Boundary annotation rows

---*---

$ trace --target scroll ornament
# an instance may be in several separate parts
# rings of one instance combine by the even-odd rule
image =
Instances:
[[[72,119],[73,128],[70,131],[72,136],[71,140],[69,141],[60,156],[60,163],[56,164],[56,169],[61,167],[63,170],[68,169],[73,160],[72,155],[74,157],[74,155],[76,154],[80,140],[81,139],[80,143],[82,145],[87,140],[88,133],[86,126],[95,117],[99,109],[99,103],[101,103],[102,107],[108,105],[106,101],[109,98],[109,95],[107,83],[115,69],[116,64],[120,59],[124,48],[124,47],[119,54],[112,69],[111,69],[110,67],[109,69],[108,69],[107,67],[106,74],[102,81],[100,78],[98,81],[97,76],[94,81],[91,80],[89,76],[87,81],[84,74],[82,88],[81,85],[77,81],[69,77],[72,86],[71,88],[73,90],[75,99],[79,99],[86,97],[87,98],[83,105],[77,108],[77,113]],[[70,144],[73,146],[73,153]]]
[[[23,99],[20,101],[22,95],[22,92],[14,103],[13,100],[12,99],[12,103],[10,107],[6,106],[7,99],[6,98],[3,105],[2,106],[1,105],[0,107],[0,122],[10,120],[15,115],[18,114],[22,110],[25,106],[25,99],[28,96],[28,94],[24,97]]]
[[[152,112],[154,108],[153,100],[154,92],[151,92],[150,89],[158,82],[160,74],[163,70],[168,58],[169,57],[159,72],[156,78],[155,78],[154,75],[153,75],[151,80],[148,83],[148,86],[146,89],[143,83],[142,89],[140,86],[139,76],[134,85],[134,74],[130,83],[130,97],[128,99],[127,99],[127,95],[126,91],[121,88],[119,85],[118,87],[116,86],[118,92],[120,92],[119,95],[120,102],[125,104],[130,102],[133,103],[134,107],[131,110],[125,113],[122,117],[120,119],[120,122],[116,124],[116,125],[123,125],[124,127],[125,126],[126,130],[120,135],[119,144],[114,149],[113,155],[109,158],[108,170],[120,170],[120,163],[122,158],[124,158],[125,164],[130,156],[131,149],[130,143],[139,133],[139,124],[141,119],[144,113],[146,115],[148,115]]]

---*---

SET PROBLEM: Reproduce every one of the rows above without any change.

PROBLEM SOLUTION:
$ trace --target scroll ornament
# an instance may be in several separate parts
# rings of one instance combine by the even-odd rule
image =
Instances:
[[[72,119],[73,128],[70,131],[72,136],[71,140],[69,141],[60,156],[60,163],[56,164],[56,169],[61,167],[63,170],[68,169],[73,160],[72,155],[74,157],[74,155],[76,154],[80,140],[81,139],[80,143],[82,145],[87,140],[88,133],[86,126],[95,117],[99,109],[99,103],[101,103],[102,107],[108,105],[106,101],[109,98],[109,95],[107,83],[115,69],[116,64],[120,59],[124,48],[124,47],[119,54],[112,69],[111,69],[110,67],[109,69],[108,69],[107,67],[106,74],[102,81],[100,78],[98,81],[97,76],[94,81],[91,80],[89,76],[87,81],[84,74],[82,88],[81,85],[77,81],[69,77],[72,86],[71,88],[73,90],[75,99],[79,99],[86,97],[87,98],[83,105],[77,108],[77,113]],[[70,144],[73,146],[73,153]]]
[[[23,99],[20,101],[22,95],[22,92],[14,103],[13,100],[12,99],[12,103],[10,107],[6,106],[7,99],[6,98],[3,105],[2,106],[1,105],[0,107],[0,122],[10,120],[15,115],[18,114],[22,110],[25,106],[25,99],[28,96],[28,94],[24,97]]]
[[[152,112],[154,108],[153,100],[154,92],[151,92],[150,89],[158,82],[160,74],[163,70],[168,58],[169,57],[159,72],[156,78],[155,78],[154,75],[153,75],[151,80],[148,83],[148,86],[146,89],[143,83],[142,89],[140,86],[139,76],[134,85],[134,74],[130,83],[130,97],[128,99],[127,99],[127,95],[126,91],[121,88],[119,85],[118,87],[116,86],[118,92],[120,92],[119,95],[120,102],[125,104],[130,102],[133,103],[134,107],[131,110],[125,113],[122,117],[120,119],[120,122],[116,124],[116,125],[123,125],[124,127],[125,126],[126,130],[120,135],[119,144],[114,149],[113,155],[109,158],[108,170],[120,170],[120,163],[122,158],[124,158],[125,164],[130,156],[131,149],[130,143],[139,133],[139,124],[141,119],[144,113],[146,115],[148,115]]]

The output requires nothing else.